Text to read:
** begin **

"Marry Me" is a song by American recording artist Jason Derulo, released as the second single in the US and Canadian markets (third overall) from his third studio album, Tattoos (2013) (US version titled Talk Dirty). The song was written by Jason Derulo, Jonas Jeberg, "Hookman" Marlin Bonds, Andy Marvel while the song's production was handled by Jonas Jeberg. It is the third track on Tattoos and the eleventh and final track on Talk Dirty.

Background and release
During an interview with On Air with Ryan Seacrest, Derulo revealed that he wrote the song as an ode to his then girlfriend, former American Idol winner, singer Jordin Sparks. He also shared his favorite lyric: " '.... 105 is the number that comes to my head when I think of all the years I want to be with you.' It’s one of those things you want to wake up next to that person forever so 105 is the number that I thought of".

Music video
The music video to "Marry Me" was released on Derulo's YouTube account on September 23, 2013. The video also features Jordin Sparks who appears on the video since Derulo dedicated to her. The music video also premiered on BET's 106 & Park the same day. In the video, Derulo can be seen buying a ring, waking up with Sparks, Derulo playing the piano while Sparks lies on top. Then, other scenes include the two of them relaxing in a bathtub, watching a movie, eating and fighting with flour. The older version of Derulo and Sparks at the end were played by Derulo's real-life grandparents.

Critical reception
Entertainment Weekly compared the song to Bruno Mars' "Just the Way You Are", saying that "it touches the same romance level of that song", but in a "cornier" way. Karen Lanza of Popcrush said Derulo "has granted the world its next top wedding tune" and called it an "upbeat love song"

** end **

Given exercise A: List every line of the rows below that contains the string "palm", copying each line in full.
The rows have no connection to the song article above.

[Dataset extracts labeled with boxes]

** begin **

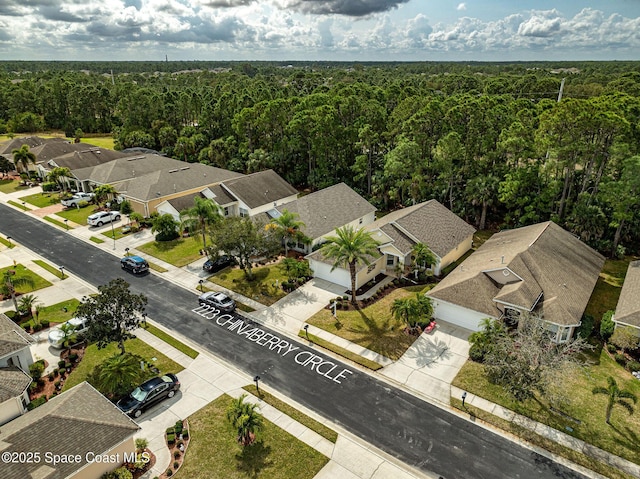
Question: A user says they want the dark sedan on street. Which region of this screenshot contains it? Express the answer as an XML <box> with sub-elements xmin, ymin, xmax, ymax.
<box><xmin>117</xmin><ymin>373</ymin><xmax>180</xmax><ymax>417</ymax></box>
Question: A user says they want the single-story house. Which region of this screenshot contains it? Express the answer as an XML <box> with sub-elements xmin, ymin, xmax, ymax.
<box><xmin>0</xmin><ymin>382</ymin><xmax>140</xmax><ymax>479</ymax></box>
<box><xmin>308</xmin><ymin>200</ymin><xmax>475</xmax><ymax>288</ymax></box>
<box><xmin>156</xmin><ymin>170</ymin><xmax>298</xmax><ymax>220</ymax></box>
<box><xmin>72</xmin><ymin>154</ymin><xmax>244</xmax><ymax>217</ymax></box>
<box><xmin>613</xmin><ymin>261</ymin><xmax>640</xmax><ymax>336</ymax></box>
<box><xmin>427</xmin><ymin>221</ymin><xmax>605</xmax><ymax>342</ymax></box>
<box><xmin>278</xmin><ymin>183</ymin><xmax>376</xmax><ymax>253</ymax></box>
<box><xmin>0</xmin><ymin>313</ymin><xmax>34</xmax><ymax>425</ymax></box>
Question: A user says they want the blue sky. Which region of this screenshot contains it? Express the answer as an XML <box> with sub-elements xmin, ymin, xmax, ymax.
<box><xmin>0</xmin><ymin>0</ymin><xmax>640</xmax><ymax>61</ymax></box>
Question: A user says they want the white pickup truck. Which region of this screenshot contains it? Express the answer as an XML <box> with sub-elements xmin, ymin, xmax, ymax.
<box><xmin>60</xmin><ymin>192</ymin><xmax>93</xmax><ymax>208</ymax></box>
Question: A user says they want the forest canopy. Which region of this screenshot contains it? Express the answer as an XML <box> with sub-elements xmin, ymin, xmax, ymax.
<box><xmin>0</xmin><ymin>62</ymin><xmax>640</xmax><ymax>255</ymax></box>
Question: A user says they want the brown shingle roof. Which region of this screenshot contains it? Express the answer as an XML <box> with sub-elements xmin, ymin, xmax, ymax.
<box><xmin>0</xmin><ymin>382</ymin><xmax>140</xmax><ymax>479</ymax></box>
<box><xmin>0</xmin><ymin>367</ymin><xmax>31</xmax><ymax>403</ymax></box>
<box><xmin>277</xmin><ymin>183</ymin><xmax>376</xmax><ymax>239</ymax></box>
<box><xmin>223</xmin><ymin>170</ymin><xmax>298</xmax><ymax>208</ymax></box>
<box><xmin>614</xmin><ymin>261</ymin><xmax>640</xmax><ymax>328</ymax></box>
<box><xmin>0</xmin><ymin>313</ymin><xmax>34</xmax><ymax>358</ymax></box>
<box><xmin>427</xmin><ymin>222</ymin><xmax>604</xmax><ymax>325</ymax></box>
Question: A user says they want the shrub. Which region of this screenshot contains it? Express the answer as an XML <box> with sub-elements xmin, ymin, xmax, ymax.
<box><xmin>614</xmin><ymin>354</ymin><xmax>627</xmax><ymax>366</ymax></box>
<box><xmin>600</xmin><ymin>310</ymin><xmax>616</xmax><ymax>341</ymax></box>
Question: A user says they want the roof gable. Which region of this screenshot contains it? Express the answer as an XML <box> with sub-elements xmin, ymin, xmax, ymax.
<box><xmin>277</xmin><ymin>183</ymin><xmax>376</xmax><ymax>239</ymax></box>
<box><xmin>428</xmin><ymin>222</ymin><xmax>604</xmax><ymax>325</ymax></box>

** end **
** begin **

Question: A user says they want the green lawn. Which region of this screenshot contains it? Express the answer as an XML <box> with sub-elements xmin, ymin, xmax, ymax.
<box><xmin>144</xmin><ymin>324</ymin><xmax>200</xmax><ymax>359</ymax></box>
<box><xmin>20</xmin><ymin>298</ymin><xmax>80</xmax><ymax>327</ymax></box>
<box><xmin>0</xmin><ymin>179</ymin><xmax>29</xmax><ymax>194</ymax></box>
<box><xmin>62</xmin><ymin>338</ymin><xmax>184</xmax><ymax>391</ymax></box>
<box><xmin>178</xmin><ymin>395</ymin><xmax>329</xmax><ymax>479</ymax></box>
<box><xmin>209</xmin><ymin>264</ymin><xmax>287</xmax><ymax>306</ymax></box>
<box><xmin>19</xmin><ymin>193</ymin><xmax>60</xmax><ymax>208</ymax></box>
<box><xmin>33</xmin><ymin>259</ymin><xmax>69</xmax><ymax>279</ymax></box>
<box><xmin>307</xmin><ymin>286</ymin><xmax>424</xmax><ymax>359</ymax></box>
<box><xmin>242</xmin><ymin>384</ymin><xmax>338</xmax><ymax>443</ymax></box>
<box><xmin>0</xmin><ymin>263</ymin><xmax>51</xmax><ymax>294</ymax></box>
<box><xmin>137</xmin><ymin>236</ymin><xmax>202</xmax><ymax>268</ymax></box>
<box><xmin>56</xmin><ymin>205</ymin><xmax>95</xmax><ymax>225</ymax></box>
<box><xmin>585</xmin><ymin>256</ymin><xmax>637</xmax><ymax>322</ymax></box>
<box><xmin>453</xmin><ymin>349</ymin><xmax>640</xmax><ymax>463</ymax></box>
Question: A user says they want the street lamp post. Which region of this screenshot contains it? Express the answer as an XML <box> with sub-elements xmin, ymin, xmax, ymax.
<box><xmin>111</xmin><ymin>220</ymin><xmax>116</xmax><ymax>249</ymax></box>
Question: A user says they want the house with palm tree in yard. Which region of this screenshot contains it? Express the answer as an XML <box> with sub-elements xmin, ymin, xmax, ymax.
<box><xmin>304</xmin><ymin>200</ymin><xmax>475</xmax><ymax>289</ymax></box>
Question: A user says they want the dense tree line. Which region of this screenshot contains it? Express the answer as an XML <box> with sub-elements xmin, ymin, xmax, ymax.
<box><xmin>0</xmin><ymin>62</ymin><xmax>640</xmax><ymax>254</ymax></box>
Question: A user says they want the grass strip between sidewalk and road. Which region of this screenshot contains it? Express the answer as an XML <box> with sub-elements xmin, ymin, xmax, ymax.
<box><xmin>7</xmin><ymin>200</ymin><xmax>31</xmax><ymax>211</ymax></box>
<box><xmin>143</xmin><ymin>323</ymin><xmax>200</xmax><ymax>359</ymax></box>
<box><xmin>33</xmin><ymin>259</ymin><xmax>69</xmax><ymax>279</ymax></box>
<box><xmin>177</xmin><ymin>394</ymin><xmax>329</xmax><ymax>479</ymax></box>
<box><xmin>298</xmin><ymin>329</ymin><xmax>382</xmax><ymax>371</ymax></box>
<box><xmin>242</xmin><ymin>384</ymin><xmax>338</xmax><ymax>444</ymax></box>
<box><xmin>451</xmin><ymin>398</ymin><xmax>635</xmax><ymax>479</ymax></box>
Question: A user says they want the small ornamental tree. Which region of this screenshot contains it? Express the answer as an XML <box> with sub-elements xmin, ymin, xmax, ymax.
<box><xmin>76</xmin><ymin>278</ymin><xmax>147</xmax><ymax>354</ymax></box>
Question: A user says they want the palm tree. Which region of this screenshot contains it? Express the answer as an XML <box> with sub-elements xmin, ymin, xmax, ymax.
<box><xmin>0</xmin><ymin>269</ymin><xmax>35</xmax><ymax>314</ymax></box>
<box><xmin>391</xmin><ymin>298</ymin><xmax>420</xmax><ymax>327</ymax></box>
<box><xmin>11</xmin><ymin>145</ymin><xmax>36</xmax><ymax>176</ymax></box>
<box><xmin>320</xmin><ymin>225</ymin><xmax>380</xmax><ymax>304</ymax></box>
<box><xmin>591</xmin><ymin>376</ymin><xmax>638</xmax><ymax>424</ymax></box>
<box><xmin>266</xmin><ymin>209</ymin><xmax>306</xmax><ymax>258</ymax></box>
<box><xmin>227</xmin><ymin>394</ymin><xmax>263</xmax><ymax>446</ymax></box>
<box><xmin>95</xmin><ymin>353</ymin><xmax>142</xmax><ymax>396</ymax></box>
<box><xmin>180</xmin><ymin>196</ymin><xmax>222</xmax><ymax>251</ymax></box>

** end **

Given exercise B: Please decide whether each statement agrees with the song article above, answering yes or no and quoting the words of the article that settle it. (i) The music video premiered on BET's 106 & Park on the same day it appeared on YouTube. (ii) "Marry Me" is the final track on Tattoos. (iii) The older couple at the end of the video were played by Derulo's grandparents.

Full output A:
Question: A user says they want the house with palm tree in yard. Which region of this screenshot contains it? Express the answer as an XML <box> with sub-elements xmin, ymin, xmax, ymax.
Question: A user says they want the palm tree. Which region of this screenshot contains it? Express the answer as an XML <box> with sub-elements xmin, ymin, xmax, ymax.

Full output B:
(i) Yes: "The music video also premiered on BET's 106 & Park the same day."
(ii) No: "It is the third track on Tattoos and the eleventh and final track on Talk Dirty."
(iii) Yes: "The older version of Derulo and Sparks at the end were played by Derulo's real-life grandparents."